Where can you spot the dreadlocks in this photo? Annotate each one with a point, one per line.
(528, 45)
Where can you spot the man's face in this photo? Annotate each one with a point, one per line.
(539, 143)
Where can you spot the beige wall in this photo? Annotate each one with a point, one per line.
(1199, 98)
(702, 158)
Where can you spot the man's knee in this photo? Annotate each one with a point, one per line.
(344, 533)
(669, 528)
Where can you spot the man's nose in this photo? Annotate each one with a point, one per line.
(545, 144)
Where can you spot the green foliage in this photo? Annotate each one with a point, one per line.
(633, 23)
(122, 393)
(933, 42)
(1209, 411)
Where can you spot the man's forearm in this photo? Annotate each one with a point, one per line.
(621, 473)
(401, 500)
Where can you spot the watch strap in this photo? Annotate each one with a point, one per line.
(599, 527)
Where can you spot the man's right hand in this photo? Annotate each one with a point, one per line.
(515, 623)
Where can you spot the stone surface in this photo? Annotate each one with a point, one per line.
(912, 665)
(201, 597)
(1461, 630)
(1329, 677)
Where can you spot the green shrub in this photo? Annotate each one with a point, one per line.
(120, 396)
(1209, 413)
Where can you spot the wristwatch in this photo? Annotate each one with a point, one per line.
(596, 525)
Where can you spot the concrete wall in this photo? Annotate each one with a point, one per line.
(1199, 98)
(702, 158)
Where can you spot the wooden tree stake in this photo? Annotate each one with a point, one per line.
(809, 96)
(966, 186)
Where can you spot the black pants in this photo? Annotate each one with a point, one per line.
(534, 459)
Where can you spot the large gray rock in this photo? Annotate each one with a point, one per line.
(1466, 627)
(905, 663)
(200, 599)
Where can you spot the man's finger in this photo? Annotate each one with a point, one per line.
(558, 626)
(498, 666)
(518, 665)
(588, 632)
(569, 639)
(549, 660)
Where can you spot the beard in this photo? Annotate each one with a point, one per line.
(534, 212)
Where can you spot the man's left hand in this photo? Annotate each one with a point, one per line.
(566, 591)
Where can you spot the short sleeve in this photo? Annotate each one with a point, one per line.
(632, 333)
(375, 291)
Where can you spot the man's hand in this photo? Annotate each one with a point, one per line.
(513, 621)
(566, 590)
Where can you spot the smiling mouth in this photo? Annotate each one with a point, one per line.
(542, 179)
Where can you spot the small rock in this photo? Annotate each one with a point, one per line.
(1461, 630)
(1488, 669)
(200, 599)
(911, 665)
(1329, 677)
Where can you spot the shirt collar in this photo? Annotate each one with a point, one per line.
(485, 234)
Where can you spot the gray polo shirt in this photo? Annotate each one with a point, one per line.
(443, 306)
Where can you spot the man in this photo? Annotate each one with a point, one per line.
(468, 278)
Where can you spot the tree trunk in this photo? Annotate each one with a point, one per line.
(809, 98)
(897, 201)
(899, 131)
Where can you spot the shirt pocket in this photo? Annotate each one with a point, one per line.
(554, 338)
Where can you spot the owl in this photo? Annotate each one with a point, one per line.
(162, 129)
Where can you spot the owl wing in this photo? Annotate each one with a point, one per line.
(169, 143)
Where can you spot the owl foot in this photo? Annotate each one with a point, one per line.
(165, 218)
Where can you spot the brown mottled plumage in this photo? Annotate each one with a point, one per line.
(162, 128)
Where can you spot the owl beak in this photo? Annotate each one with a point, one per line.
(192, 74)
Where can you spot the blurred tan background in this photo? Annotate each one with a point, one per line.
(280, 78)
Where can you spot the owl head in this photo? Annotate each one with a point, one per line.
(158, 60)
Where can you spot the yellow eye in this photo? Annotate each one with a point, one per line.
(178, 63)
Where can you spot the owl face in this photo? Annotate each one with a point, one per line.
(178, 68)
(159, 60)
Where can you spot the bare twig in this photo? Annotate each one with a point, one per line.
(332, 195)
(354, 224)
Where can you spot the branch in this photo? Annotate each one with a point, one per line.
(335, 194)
........
SET PROBLEM: Please give all of these lines again, substituting "in this image" for every "in this photo" and leaving everything else unchanged.

OUTPUT OF THE EXERCISE:
Where can you spot the dreadlocks in this image? Annotate each one with a point, one per line.
(528, 45)
Where can you spot the man's face in this image? Annotate each one with a point, one per line.
(539, 143)
Where can you spot the beige wall in this image? Annotate each one with a point, one per line.
(1199, 98)
(702, 158)
Where can you spot the man's knee in this image? Annotate each one with a point, one per line.
(344, 533)
(669, 528)
Where can you spot the man's nose in this image? Annotate each one with a point, one per line.
(545, 144)
Where can you spot the green foliage in this image? Annotate each one with a point, one per line.
(633, 23)
(122, 393)
(933, 42)
(1209, 411)
Where can you spot the man's forearm in this image? Annotate each one with a point, one per line.
(621, 473)
(401, 500)
Where can you spot the watch strap in this image? Annotate each one with a point, one per line.
(599, 527)
Where can you spot the man's right hand in this image? Annotate each one with a point, one per line.
(515, 623)
Where can you spot the stone surface in this image? Annotate each one with a point, one per line.
(912, 665)
(201, 597)
(1461, 630)
(1329, 677)
Where can you spot the green shrub in this image? Annotate each one with a point, one per line.
(120, 396)
(1209, 413)
Where can you spot the wristwatch in this image? Annotate each one with a point, one per line.
(596, 525)
Where can you spot the concrete wall in this image? Annotate each one with a point, one per line.
(1199, 98)
(702, 158)
Where can you spot the wooden tree stake in this image? Annotate each one with a point, one per line.
(809, 96)
(966, 186)
Where can you spot the black pants in this image? Annotate each one with a point, one per line.
(534, 459)
Where can you spot the large gray rock in this image? Annotate each one with a point, one per line.
(1466, 627)
(905, 663)
(200, 599)
Where can you spot the man's finger in this image? Annotate each one with a point, one per line.
(558, 626)
(498, 666)
(518, 665)
(588, 632)
(569, 639)
(549, 660)
Where can you spot the beard in this image? Annotate each one with a point, one per line.
(534, 212)
Where can you spot the man's left hand in this image? Annotate each one with a point, one per line.
(566, 591)
Where can you spot the short sleeve in this image? Annotate each one with a point, one per line.
(632, 333)
(375, 291)
Where can you spot the man's hand in this image? Annotate each one with a point, one per line.
(513, 621)
(566, 590)
Where can you spot the smiling mouth in this image? Annotate each one with a point, one per line.
(542, 179)
Where can you spot the small rock in this image? Annotate each one with a point, one per line.
(1461, 630)
(1488, 669)
(200, 599)
(911, 665)
(1329, 677)
Where can you spot the shirt collar in this image? Annotate each one with a point, one per line.
(485, 234)
Where can you spot the gray polo shirt in this image? Annotate each one with a point, one per line.
(443, 306)
Where can you spot the man in this image? Annotate each one with a point, one per line.
(468, 278)
Where can you spot the tree trunk in this image? Annotate each one with a point, one per line.
(809, 98)
(897, 201)
(899, 131)
Where can you spot the shirt pocket in this image? Annotate each one with a point, one per line.
(554, 338)
Where can you spot the owl in this image? Annotate each one with a point, one per line.
(162, 129)
Where can you spot the owl wing in this image? Annotate each one with a point, one per line.
(169, 143)
Where can you spot the owl foot in this image? Annotate each one with a point, one per line.
(165, 218)
Where can you spot the brown mottled plumage in this image? Annotate each one with a point, one per line.
(162, 128)
Where can you spot the owl beak in this image? Annotate each one with a point, one per line.
(192, 74)
Where can you spot the blurred tan background in this image? Annotate each one with a point, one per line.
(280, 78)
Where can you spot the owl head in this image? Annotate each one with a point, one per line.
(158, 60)
Where can you spot the yellow eye in this image? Annotate each one with a point, one per line.
(178, 63)
Where can you spot the owl face in this image? Annotate each one with a point, one per line.
(178, 68)
(159, 60)
Where can you spot the bare twig in this image? Annotate each one with a point, one per line.
(332, 195)
(354, 224)
Where can you spot the branch in this image? Annotate each one with a point, one per line.
(335, 194)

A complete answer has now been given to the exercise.